**LISTED RECORDS:**
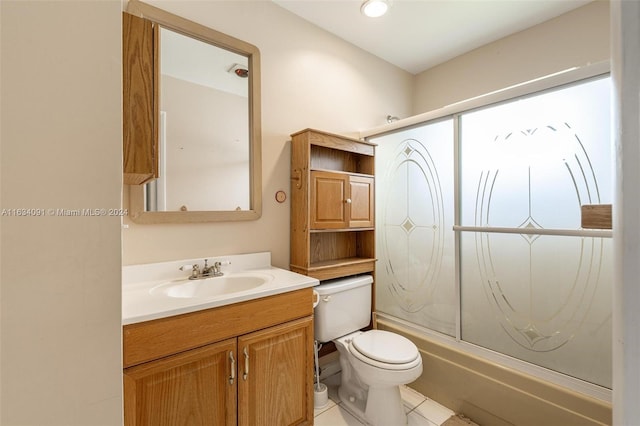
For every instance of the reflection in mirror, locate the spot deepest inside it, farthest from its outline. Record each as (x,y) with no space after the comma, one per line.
(208,126)
(204,128)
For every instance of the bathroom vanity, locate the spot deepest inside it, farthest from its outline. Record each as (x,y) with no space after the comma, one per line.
(246,362)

**REQUIRED TASK:** Copy every one of the records above word for word, leaving the pictures out.

**CORRECT RESULT:**
For every instance of the reflection in mirror, locate the spot deepest inside it, farthest from its outline. Record each as (x,y) with no space after the comma, one per line.
(208,126)
(204,128)
For every instance of the bathroom vanity, locate the spot deepest inside it, farthest from its outline. Record each as (x,y) with no space after the comma, one per line.
(246,362)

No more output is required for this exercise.